▸ MATERIAL SHOWN:
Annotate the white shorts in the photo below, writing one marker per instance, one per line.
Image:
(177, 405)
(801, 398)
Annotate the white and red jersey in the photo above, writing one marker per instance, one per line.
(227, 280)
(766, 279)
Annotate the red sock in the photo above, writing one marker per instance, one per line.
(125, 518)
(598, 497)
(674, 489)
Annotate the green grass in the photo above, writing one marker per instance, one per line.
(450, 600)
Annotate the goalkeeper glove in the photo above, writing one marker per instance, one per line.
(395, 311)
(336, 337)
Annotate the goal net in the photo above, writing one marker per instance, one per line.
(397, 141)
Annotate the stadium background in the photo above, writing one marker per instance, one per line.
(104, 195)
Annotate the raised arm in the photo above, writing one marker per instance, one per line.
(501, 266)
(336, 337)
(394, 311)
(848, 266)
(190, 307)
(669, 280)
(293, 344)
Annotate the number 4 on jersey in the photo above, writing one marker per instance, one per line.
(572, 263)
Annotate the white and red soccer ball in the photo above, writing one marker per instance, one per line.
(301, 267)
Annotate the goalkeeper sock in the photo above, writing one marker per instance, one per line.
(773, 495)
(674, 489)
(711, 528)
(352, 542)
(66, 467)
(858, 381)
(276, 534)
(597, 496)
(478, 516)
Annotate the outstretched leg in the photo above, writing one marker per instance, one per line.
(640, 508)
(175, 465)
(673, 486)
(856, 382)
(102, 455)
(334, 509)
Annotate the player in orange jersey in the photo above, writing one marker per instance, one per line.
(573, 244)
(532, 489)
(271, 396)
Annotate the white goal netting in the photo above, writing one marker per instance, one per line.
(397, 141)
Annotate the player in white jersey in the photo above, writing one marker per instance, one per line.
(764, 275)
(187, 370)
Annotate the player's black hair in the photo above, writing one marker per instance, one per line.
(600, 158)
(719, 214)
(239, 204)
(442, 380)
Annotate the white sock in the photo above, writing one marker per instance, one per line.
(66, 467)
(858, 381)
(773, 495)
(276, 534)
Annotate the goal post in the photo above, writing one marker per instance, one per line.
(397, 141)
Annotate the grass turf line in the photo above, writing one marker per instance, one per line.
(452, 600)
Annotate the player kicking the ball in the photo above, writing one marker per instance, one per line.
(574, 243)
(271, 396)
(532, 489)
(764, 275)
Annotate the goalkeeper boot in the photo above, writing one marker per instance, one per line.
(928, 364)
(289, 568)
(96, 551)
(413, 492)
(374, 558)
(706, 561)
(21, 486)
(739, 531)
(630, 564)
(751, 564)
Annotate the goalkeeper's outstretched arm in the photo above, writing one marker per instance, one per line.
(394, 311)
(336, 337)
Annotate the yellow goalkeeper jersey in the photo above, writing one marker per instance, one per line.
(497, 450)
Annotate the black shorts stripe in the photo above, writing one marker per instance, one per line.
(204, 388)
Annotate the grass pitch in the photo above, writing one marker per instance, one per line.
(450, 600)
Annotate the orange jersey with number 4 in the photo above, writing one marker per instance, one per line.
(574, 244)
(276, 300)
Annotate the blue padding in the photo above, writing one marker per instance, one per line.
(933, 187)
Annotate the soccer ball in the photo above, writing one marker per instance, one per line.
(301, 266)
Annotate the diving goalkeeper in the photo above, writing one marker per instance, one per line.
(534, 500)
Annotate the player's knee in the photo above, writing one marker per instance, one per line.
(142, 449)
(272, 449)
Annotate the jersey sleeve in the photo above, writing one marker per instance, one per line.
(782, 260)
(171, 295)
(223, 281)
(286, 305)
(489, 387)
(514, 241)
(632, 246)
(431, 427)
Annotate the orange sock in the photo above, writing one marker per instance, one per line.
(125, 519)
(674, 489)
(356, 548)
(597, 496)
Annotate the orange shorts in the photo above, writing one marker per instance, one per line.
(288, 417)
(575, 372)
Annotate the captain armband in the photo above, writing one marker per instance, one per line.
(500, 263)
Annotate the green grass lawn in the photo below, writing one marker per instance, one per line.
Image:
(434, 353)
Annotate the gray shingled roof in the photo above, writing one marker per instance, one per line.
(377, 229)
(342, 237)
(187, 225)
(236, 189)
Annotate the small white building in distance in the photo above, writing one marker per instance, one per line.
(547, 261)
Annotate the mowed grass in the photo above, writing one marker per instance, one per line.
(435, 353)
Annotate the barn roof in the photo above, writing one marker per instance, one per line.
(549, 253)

▸ YOUR INSTRUCTIONS: Rewrite everything from the line containing "Annotate the gray" down to the end of the data, changing "mowed grass" to "trimmed lawn" and leaving all else as it is.

▸ WRITTEN SOLUTION:
Annotate the gray shingled roof in the photo above, writing one marker per instance, one per line.
(377, 229)
(342, 237)
(187, 225)
(236, 189)
Annotate the small white building in distance in the photo above, writing one marker per instance, one per line.
(547, 261)
Annotate the trimmed lawn in the photo above, writing one marker per instance, one per line.
(435, 353)
Annotate the barn roof in the photo above, writing one marker per instance, one per line.
(549, 253)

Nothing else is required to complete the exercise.